Give the count of lines in the entries that include "black", and write nothing besides it.

Dataset records.
§

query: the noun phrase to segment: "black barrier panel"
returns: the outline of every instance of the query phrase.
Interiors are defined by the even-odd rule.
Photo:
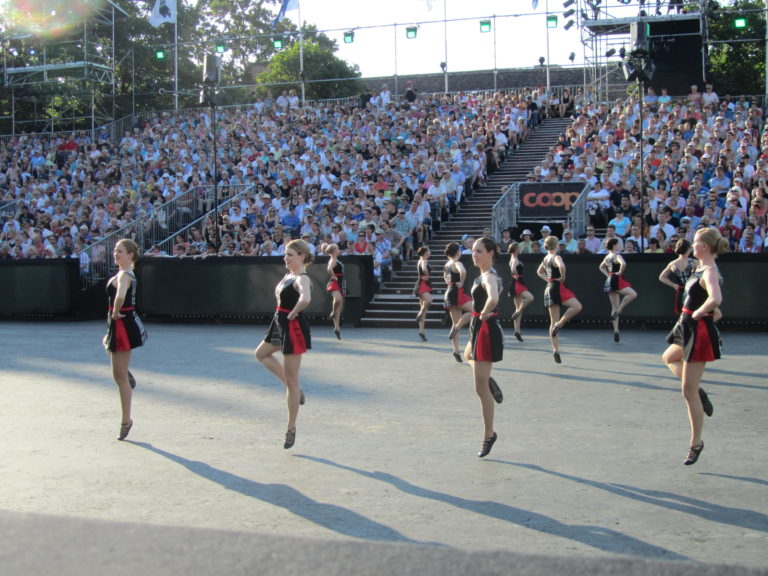
[[[79,274],[76,258],[0,261],[0,314],[76,314]]]
[[[350,303],[368,303],[372,295],[370,256],[342,257]],[[309,317],[327,317],[331,297],[327,257],[307,267],[312,281]],[[245,318],[271,316],[275,311],[275,286],[285,275],[285,262],[273,258],[143,258],[137,265],[137,308],[150,317]],[[349,311],[355,316],[354,310]],[[357,314],[359,318],[359,312]]]
[[[519,219],[565,219],[583,189],[583,182],[520,184]]]
[[[544,288],[546,282],[536,275],[536,269],[542,261],[541,256],[523,254],[520,260],[525,265],[524,283],[536,299],[526,308],[523,318],[538,322],[548,321],[544,308]],[[604,256],[566,255],[566,285],[573,290],[581,302],[582,312],[575,322],[607,322],[611,312],[608,295],[603,291],[605,276],[599,271]],[[673,313],[674,290],[659,282],[659,274],[664,267],[674,260],[673,254],[628,254],[625,279],[638,293],[635,300],[622,314],[622,320],[634,323],[671,323]],[[470,257],[462,257],[467,268],[467,285],[477,277],[478,269]],[[768,282],[768,254],[725,254],[718,258],[718,267],[723,276],[722,285],[723,325],[749,325],[768,323],[768,310],[762,303],[762,287]],[[515,310],[514,301],[506,294],[511,283],[508,258],[499,258],[496,270],[504,281],[505,294],[501,298],[499,316],[502,321],[509,320]]]

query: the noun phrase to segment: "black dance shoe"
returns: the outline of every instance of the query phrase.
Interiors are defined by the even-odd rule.
[[[613,333],[613,341],[614,342],[621,342],[621,336],[619,335],[618,332],[614,332]]]
[[[419,332],[419,338],[421,338],[424,342],[427,341],[427,335],[424,334],[424,332]]]
[[[704,450],[704,442],[699,444],[698,446],[691,446],[688,449],[688,456],[685,460],[683,460],[683,464],[686,466],[690,466],[691,464],[696,464],[696,461],[699,459],[699,454],[701,454],[701,451]]]
[[[560,358],[560,352],[555,352],[553,354],[553,356],[555,357],[555,363],[557,363],[557,364],[562,364],[563,363],[563,361]]]
[[[522,316],[522,315],[523,315],[523,311],[522,310],[517,310],[514,314],[512,314],[512,317],[510,318],[510,320],[512,320],[514,322],[515,320],[520,318],[520,316]]]
[[[491,448],[493,448],[493,443],[496,442],[496,438],[498,438],[498,436],[496,436],[496,432],[494,432],[493,436],[483,440],[483,447],[480,448],[480,452],[477,453],[480,458],[484,458],[491,453]]]
[[[559,332],[560,332],[560,326],[555,324],[554,326],[552,326],[552,330],[550,331],[550,335],[552,336],[552,338],[554,338],[555,336],[557,336],[557,334]]]
[[[712,416],[715,412],[715,407],[712,406],[712,402],[709,401],[709,396],[704,392],[704,388],[699,388],[699,398],[701,398],[701,406],[704,408],[704,414]]]
[[[518,342],[523,341],[523,335],[520,332],[515,332],[515,338],[517,338]]]
[[[130,370],[128,370],[128,383],[131,385],[131,389],[136,388],[136,378],[133,377]]]
[[[306,398],[304,398],[304,390],[299,390],[301,392],[301,396],[299,396],[299,406],[304,406],[304,403],[307,401]]]
[[[488,378],[488,387],[491,389],[491,396],[496,401],[496,404],[504,402],[504,394],[501,393],[501,388],[493,378]]]
[[[464,362],[461,359],[461,352],[454,352],[453,353],[453,359],[456,360],[459,364],[463,364]]]
[[[117,437],[118,440],[125,440],[128,438],[128,433],[131,431],[131,428],[133,427],[133,420],[128,420],[128,422],[123,422],[120,425],[120,436]]]
[[[283,448],[288,450],[296,442],[296,428],[291,428],[285,433],[285,442],[283,442]]]
[[[341,340],[341,330],[333,329],[333,333],[336,334],[336,339]]]

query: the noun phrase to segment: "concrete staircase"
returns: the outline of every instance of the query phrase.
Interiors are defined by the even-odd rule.
[[[429,259],[432,267],[432,295],[434,301],[427,313],[427,328],[440,328],[446,321],[442,295],[446,285],[442,269],[446,262],[443,250],[448,242],[459,242],[464,234],[479,237],[484,228],[491,226],[491,208],[501,197],[501,189],[514,182],[525,180],[526,175],[539,165],[550,146],[557,143],[558,136],[570,125],[571,120],[551,118],[530,135],[514,154],[507,157],[501,168],[488,178],[487,185],[475,190],[462,203],[457,214],[443,222],[440,230],[434,231],[428,245],[432,252]],[[416,314],[419,300],[411,295],[416,283],[416,260],[403,264],[393,272],[392,279],[385,282],[365,309],[362,325],[382,328],[413,328],[416,330]]]

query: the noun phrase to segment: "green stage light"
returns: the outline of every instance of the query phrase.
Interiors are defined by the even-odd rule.
[[[733,27],[734,28],[746,28],[747,27],[747,19],[743,16],[739,16],[733,21]]]
[[[216,44],[216,53],[217,54],[223,54],[226,51],[227,51],[227,45],[224,44],[224,42],[218,42]]]
[[[405,37],[408,38],[408,40],[416,38],[418,33],[419,29],[416,26],[408,26],[408,28],[405,29]]]
[[[282,38],[275,38],[272,40],[272,46],[275,47],[275,50],[282,50],[283,49],[283,39]]]
[[[480,20],[480,32],[483,34],[486,34],[491,31],[491,21],[490,20]]]
[[[349,30],[347,32],[344,32],[344,44],[352,44],[352,42],[354,41],[355,41],[354,30]]]
[[[547,28],[557,28],[557,16],[555,14],[547,16]]]
[[[155,58],[158,60],[165,60],[165,50],[160,48],[159,50],[155,51]]]

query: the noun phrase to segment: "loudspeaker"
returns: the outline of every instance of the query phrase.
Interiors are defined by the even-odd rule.
[[[217,54],[205,55],[203,84],[216,84],[221,81],[221,58]]]
[[[629,42],[631,52],[648,52],[648,23],[644,20],[632,22],[629,25]]]

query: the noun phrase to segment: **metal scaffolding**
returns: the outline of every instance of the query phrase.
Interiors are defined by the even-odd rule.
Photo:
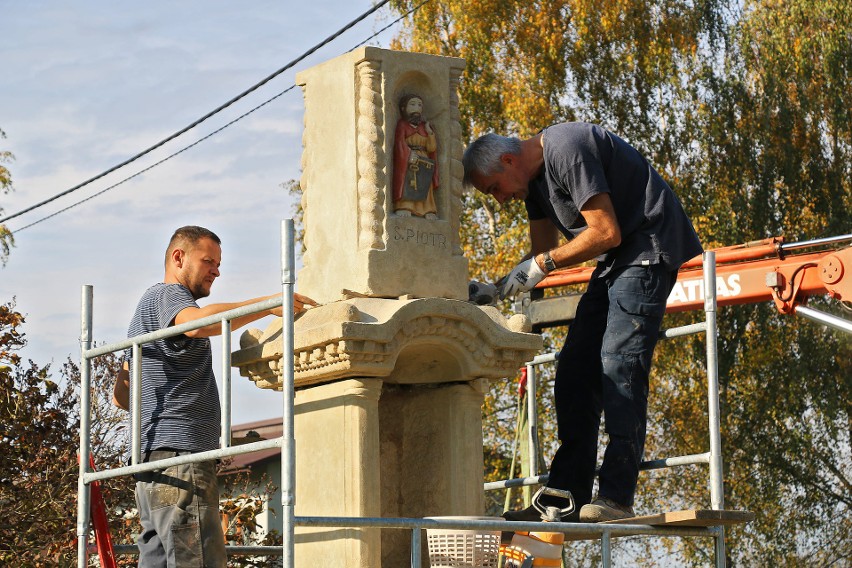
[[[429,528],[442,529],[480,529],[480,530],[546,530],[548,532],[564,532],[567,535],[585,536],[601,539],[603,566],[609,567],[611,559],[611,538],[625,535],[657,535],[657,536],[703,536],[714,538],[716,541],[716,566],[725,566],[725,531],[723,527],[655,527],[636,524],[588,524],[588,523],[539,523],[539,522],[508,522],[502,520],[460,520],[460,519],[407,519],[407,518],[349,518],[349,517],[296,517],[295,516],[295,438],[294,438],[294,358],[293,358],[293,292],[295,283],[294,269],[294,228],[293,221],[287,219],[281,227],[281,263],[282,263],[282,299],[267,300],[251,306],[244,306],[227,312],[196,320],[187,324],[169,327],[153,333],[129,338],[125,341],[92,348],[92,286],[83,287],[83,309],[81,322],[81,413],[80,413],[80,475],[78,482],[77,508],[77,551],[78,568],[87,566],[87,541],[89,537],[90,484],[94,481],[109,479],[124,475],[132,475],[155,469],[163,469],[172,465],[198,462],[210,459],[221,459],[239,454],[281,448],[281,488],[283,510],[283,545],[268,546],[229,546],[228,553],[232,555],[267,555],[280,556],[284,568],[295,566],[295,527],[347,527],[347,528],[390,528],[411,530],[411,567],[421,567],[421,531]],[[704,332],[707,337],[707,372],[708,372],[708,404],[710,449],[706,453],[677,456],[643,463],[643,469],[656,469],[676,465],[704,463],[710,466],[710,495],[713,509],[724,507],[722,482],[722,455],[719,420],[719,389],[718,366],[716,351],[716,276],[715,255],[712,251],[704,253],[704,289],[705,314],[704,322],[669,329],[665,337],[678,337],[691,333]],[[280,438],[264,440],[232,447],[231,432],[231,343],[230,320],[251,313],[283,306],[283,408],[282,428]],[[141,415],[141,346],[144,343],[166,337],[183,334],[187,331],[210,324],[222,325],[222,440],[217,450],[178,456],[154,463],[141,462],[140,444],[140,415]],[[130,348],[133,350],[133,368],[131,372],[131,389],[134,393],[131,408],[132,448],[131,465],[98,472],[90,471],[89,457],[91,454],[91,361],[99,356]],[[554,355],[536,357],[529,363],[528,381],[530,384],[530,424],[535,425],[535,366],[552,362]],[[531,447],[537,447],[537,434],[531,429]],[[531,471],[535,472],[538,456],[535,452],[531,459]],[[522,485],[540,484],[546,481],[546,476],[534,475],[525,479],[513,479],[496,483],[488,483],[485,490],[493,490]],[[135,547],[120,545],[115,547],[118,553],[133,553]]]

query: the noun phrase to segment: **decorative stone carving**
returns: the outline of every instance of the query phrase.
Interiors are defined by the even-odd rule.
[[[510,327],[511,326],[511,327]],[[518,333],[527,332],[527,333]],[[441,298],[355,298],[309,310],[295,323],[297,387],[347,377],[440,383],[513,376],[541,349],[522,315]],[[281,388],[281,320],[249,330],[233,364],[260,388]]]
[[[467,298],[455,94],[462,69],[458,58],[364,47],[296,76],[305,94],[300,292],[324,304],[343,299],[344,290]],[[422,97],[423,116],[440,138],[440,190],[434,207],[405,217],[394,212],[395,137],[388,133],[400,118],[400,99],[411,93]]]
[[[381,62],[358,64],[358,246],[360,249],[383,248],[385,233],[384,187],[384,113],[382,111]]]
[[[483,514],[486,381],[515,376],[541,337],[525,316],[466,301],[463,69],[457,58],[365,47],[296,78],[306,247],[297,287],[322,304],[295,321],[297,515]],[[411,93],[439,138],[431,150],[424,126],[435,177],[422,210],[394,203],[398,137],[386,134]],[[282,388],[281,325],[248,330],[232,355],[263,389]],[[403,531],[300,527],[296,563],[397,567],[409,543]]]

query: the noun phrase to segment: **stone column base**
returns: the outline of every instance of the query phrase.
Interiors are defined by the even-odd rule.
[[[378,517],[381,379],[296,392],[296,516]],[[372,568],[379,529],[296,529],[296,566]]]
[[[483,383],[350,379],[297,391],[296,515],[481,515]],[[397,567],[410,555],[409,530],[296,531],[299,567]]]

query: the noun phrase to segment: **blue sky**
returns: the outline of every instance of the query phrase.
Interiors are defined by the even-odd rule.
[[[185,127],[368,10],[365,0],[184,0],[144,3],[0,0],[0,150],[15,191],[4,215],[51,197]],[[388,7],[293,70],[166,147],[41,209],[12,230],[88,197],[198,140],[293,85],[395,19]],[[370,41],[386,47],[396,26]],[[281,184],[299,177],[303,100],[296,88],[180,156],[16,234],[0,269],[0,302],[26,315],[24,350],[58,372],[79,359],[80,297],[94,286],[94,338],[123,339],[141,293],[163,275],[172,231],[222,238],[222,275],[208,301],[280,289]],[[265,327],[271,319],[254,326]],[[234,334],[237,345],[242,330]],[[219,342],[214,341],[218,360]],[[218,371],[217,371],[218,373]],[[234,373],[234,422],[280,414],[280,395]]]

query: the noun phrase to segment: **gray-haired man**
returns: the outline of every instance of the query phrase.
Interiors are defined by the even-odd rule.
[[[467,185],[501,204],[526,204],[532,251],[505,279],[503,297],[531,290],[556,268],[598,260],[559,357],[561,445],[548,487],[570,491],[582,507],[563,520],[631,517],[651,358],[678,268],[701,253],[698,236],[645,158],[599,126],[557,124],[526,140],[487,134],[467,148],[463,164]],[[593,501],[602,412],[609,444]],[[566,508],[559,497],[542,501]],[[532,507],[504,516],[540,518]]]

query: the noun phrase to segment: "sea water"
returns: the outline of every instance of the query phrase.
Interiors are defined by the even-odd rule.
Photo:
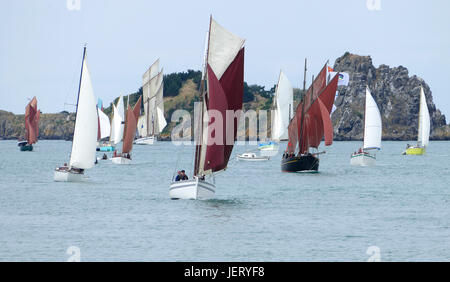
[[[215,199],[193,201],[169,199],[192,146],[134,146],[132,165],[56,183],[71,142],[1,141],[0,261],[449,261],[450,143],[403,156],[383,142],[375,167],[352,167],[360,145],[334,142],[316,174],[281,172],[281,154],[237,161],[256,146],[235,146]]]

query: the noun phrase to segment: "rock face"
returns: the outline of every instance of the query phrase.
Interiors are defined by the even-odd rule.
[[[74,113],[41,114],[39,139],[71,140],[75,125]],[[18,139],[25,136],[24,115],[0,110],[0,139]]]
[[[450,139],[450,127],[436,109],[430,87],[420,77],[410,77],[405,67],[375,68],[370,56],[346,53],[336,60],[334,70],[350,75],[349,85],[339,87],[337,109],[331,117],[335,140],[362,140],[366,85],[380,109],[384,140],[417,139],[421,85],[430,112],[430,138]]]

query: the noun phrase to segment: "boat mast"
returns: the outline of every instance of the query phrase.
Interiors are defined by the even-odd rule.
[[[301,152],[301,150],[302,150],[301,144],[302,144],[302,136],[303,136],[303,116],[304,116],[304,113],[305,113],[306,71],[307,71],[306,64],[307,64],[307,59],[305,58],[305,72],[303,74],[303,95],[302,95],[302,99],[301,99],[301,103],[302,103],[302,117],[300,119],[300,136],[298,138],[298,140],[299,140],[299,148],[298,148],[299,152],[298,153],[300,155],[302,154],[302,152]]]
[[[80,83],[78,84],[77,105],[75,107],[75,125],[73,127],[74,129],[77,126],[78,102],[80,101],[81,80],[83,79],[83,67],[84,67],[84,58],[85,57],[86,57],[86,44],[84,44],[83,59],[81,60]],[[72,151],[73,151],[73,139],[75,138],[75,130],[73,131],[73,133],[74,133],[74,136],[72,136],[72,149],[70,150],[70,156],[72,156]],[[70,157],[69,157],[69,159],[70,159]]]
[[[369,89],[369,86],[366,85],[366,99],[364,101],[364,124],[363,124],[363,145],[362,150],[364,151],[364,136],[366,135],[366,111],[367,111],[367,90]]]
[[[205,95],[206,93],[203,93],[205,91],[205,83],[206,83],[206,75],[207,75],[207,69],[208,69],[208,57],[209,57],[209,42],[211,39],[211,24],[212,24],[212,15],[209,16],[209,31],[208,31],[208,43],[206,46],[206,56],[204,57],[205,63],[203,66],[203,74],[202,74],[202,80],[200,82],[200,102],[202,105],[202,109],[200,111],[200,116],[199,116],[199,123],[200,123],[200,128],[199,128],[199,134],[197,136],[197,138],[200,138],[200,140],[198,140],[199,145],[195,146],[195,160],[194,160],[194,176],[196,176],[198,174],[198,168],[199,168],[199,162],[200,162],[200,151],[201,151],[201,146],[202,146],[202,141],[203,141],[203,103],[205,100]],[[194,134],[194,144],[195,144],[195,134]]]

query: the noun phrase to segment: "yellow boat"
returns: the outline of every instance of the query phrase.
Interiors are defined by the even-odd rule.
[[[430,140],[430,113],[422,86],[420,87],[419,128],[417,130],[417,145],[406,147],[403,155],[423,155]]]
[[[425,154],[425,147],[410,147],[403,153],[404,155],[423,155]]]

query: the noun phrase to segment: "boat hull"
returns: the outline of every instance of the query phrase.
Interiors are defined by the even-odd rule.
[[[271,141],[269,143],[258,144],[258,150],[260,151],[278,151],[278,144]]]
[[[408,148],[405,152],[403,152],[403,155],[423,155],[425,154],[425,147],[414,147],[414,148]]]
[[[350,159],[353,166],[374,166],[375,162],[375,156],[370,154],[354,154]]]
[[[82,182],[84,181],[84,174],[73,173],[68,170],[55,170],[53,180],[56,182]]]
[[[154,136],[143,137],[134,140],[134,144],[136,145],[153,145],[156,143],[156,138]]]
[[[284,172],[317,172],[319,158],[313,155],[304,155],[282,159],[281,170]]]
[[[100,151],[100,152],[113,152],[114,151],[114,146],[102,146],[102,147],[98,148],[98,151]]]
[[[270,157],[262,156],[262,157],[248,158],[248,157],[243,157],[241,155],[237,155],[236,159],[238,161],[246,161],[246,162],[265,162],[265,161],[268,161],[270,159]]]
[[[214,197],[215,190],[214,184],[195,178],[172,182],[169,196],[173,200],[208,200]]]
[[[111,158],[111,161],[112,161],[113,164],[118,164],[118,165],[129,165],[129,164],[131,164],[131,159],[123,158],[123,157],[114,157],[114,158]]]
[[[22,145],[19,146],[20,151],[25,152],[25,151],[33,151],[33,145]]]

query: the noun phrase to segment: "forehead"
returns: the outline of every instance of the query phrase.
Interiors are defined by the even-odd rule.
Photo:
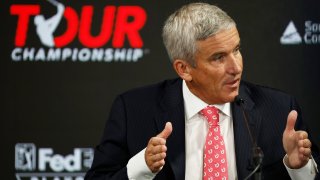
[[[217,34],[205,40],[199,40],[197,50],[203,51],[228,51],[234,49],[240,43],[239,33],[236,27],[221,30]]]

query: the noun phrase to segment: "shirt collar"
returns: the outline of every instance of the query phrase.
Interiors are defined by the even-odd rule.
[[[208,104],[202,101],[200,98],[195,96],[188,88],[186,82],[182,82],[182,94],[184,100],[184,109],[187,120],[198,114],[203,108],[207,107]],[[231,117],[230,103],[224,104],[212,104],[220,110],[220,112]]]

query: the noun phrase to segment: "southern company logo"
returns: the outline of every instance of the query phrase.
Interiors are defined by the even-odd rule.
[[[302,38],[293,21],[289,22],[280,38],[280,43],[294,45],[303,42],[308,45],[320,44],[320,23],[305,21],[305,32]]]
[[[290,21],[282,37],[280,38],[281,44],[300,44],[302,42],[301,36],[294,26],[293,22]]]
[[[17,16],[15,48],[11,53],[13,61],[136,62],[146,53],[140,35],[147,20],[142,7],[105,6],[100,32],[92,35],[93,6],[84,5],[78,14],[72,7],[65,7],[58,1],[47,1],[46,4],[56,8],[56,13],[47,19],[41,14],[40,5],[11,5],[10,14]],[[33,23],[29,23],[32,20]],[[54,36],[57,28],[62,26],[61,21],[65,21],[66,30]],[[26,46],[29,28],[35,28],[34,37],[39,37],[42,47]],[[75,38],[82,47],[68,47]],[[130,48],[124,48],[126,40]],[[103,48],[107,43],[112,48]]]
[[[36,148],[33,143],[17,143],[15,169],[17,180],[83,180],[93,160],[92,148],[74,148],[63,156],[52,148]]]

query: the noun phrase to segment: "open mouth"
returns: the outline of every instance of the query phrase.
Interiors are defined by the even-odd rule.
[[[239,85],[239,82],[240,82],[240,79],[236,79],[236,80],[228,81],[226,85],[230,88],[237,88]]]

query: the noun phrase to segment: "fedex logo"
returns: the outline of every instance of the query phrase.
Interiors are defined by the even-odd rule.
[[[131,48],[143,47],[140,30],[144,27],[147,14],[140,6],[105,6],[98,35],[92,35],[91,27],[94,7],[85,5],[77,13],[72,7],[64,6],[55,0],[47,0],[56,7],[57,12],[50,18],[41,14],[40,5],[14,4],[10,7],[10,14],[17,16],[15,46],[24,47],[27,33],[33,21],[41,43],[47,47],[64,47],[76,37],[79,42],[88,48],[99,48],[108,42],[112,47],[122,48],[127,40]],[[32,18],[34,17],[34,18]],[[66,22],[66,30],[59,36],[53,33],[61,20]]]
[[[15,145],[17,180],[83,180],[92,160],[92,148],[74,148],[72,153],[62,155],[53,148],[37,148],[34,143]]]

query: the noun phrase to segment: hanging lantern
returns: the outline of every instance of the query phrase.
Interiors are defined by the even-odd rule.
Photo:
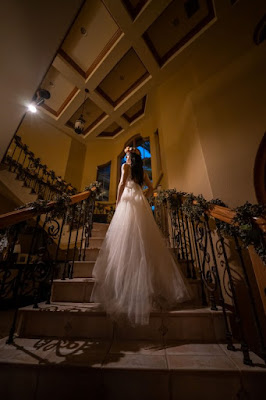
[[[81,114],[80,114],[79,118],[75,121],[75,125],[74,125],[74,130],[78,135],[80,135],[84,131],[84,127],[85,127],[86,121],[83,118],[83,114],[84,114],[84,107],[85,107],[87,93],[89,93],[89,90],[85,89],[85,97],[84,97],[84,101],[82,103]]]
[[[75,122],[75,132],[80,135],[84,131],[84,126],[85,126],[85,119],[83,118],[83,115],[81,114],[79,119],[76,120]]]

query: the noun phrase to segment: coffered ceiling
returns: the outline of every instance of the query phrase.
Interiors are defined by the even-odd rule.
[[[41,84],[51,93],[42,117],[84,143],[114,140],[145,116],[150,89],[215,21],[212,0],[85,1]]]

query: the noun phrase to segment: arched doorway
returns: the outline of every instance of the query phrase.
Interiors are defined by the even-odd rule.
[[[136,147],[139,149],[142,160],[143,160],[143,169],[147,172],[150,180],[152,181],[152,170],[151,170],[151,148],[150,148],[150,138],[143,138],[141,135],[136,135],[130,138],[124,145],[126,146]],[[126,156],[124,151],[122,151],[117,160],[117,183],[121,177],[121,166],[126,162]]]

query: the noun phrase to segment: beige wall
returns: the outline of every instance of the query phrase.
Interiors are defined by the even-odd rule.
[[[265,48],[253,47],[192,95],[214,197],[256,202],[253,169],[266,127]]]
[[[86,147],[36,114],[27,114],[18,133],[35,157],[81,190]],[[13,144],[12,144],[13,148]],[[9,151],[9,153],[11,150]],[[18,156],[19,150],[16,150]]]
[[[111,160],[114,201],[117,156],[137,133],[150,136],[156,181],[153,135],[158,128],[164,188],[219,197],[231,207],[256,202],[253,167],[266,126],[266,52],[252,42],[240,55],[230,52],[227,63],[216,59],[208,74],[202,73],[199,58],[197,79],[195,65],[185,63],[149,93],[143,120],[119,139],[88,144],[83,184],[96,179],[97,165]]]
[[[182,79],[181,72],[161,85],[156,93],[154,112],[161,139],[165,186],[211,198],[212,190],[189,96],[191,81],[187,77]]]
[[[17,133],[36,157],[58,176],[65,176],[71,138],[36,114],[28,113]]]
[[[83,189],[81,182],[85,155],[85,145],[72,139],[66,164],[65,180],[71,182],[79,191]]]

§

YOUR SOLUTION. 2